> Study text:
=== Begin Enclosure ===

Any discussion of minority populations in America must include the rapid increase in the percentage of minorities in the older adult population. The 2016 Profile of Older Americanscontains some specific examples of the minority population growth. Racial and ethnic older adult minority populations have increased from 6.7 million people (18% of all older adults) in 2005 to 10.6 million in 2015 (22% of older adults) and will more than double to 21.1 million in 2030 (28% of older adults). African-Americans and Hispanics comprised the largest share of minority groups in 2015.
These older adults of color are more likely to have chronic health concerns—one significant risk factor for older adult malnutrition. According to the Centers for Disease Control and Prevention (CDC), “blacks are 40% more likely than non-Hispanic whites to have high blood pressure, and they are less likely to have this condition under control.” Also, the rate of diabetes diagnoses is 77% higher among blacks, 66% higher among Hispanics, and 18% higher among Asians than among whites.

=== End Enclosure ===

> Stored data:
=== Begin Enclosure ===

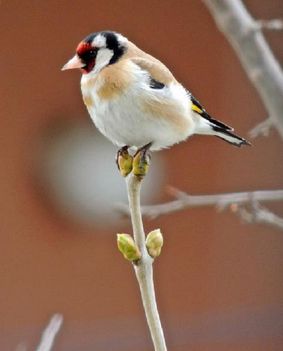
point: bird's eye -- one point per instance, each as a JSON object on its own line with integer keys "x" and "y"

=== End Enclosure ===

> Assigned task:
Answer these questions from the text on older minority populations:
(a) How many racial and ethnic minority older adults were there in 2015?
(b) According to the CDC, how much more likely are blacks than non-Hispanic whites to have high blood pressure?
(c) How much higher is the rate of diabetes diagnoses among Hispanics than among whites?
The listing is not needed here.

> Exercise solution:
(a) There were 10.6 million, or 22% of older adults.
(b) They are 40% more likely.
(c) It is 66% higher.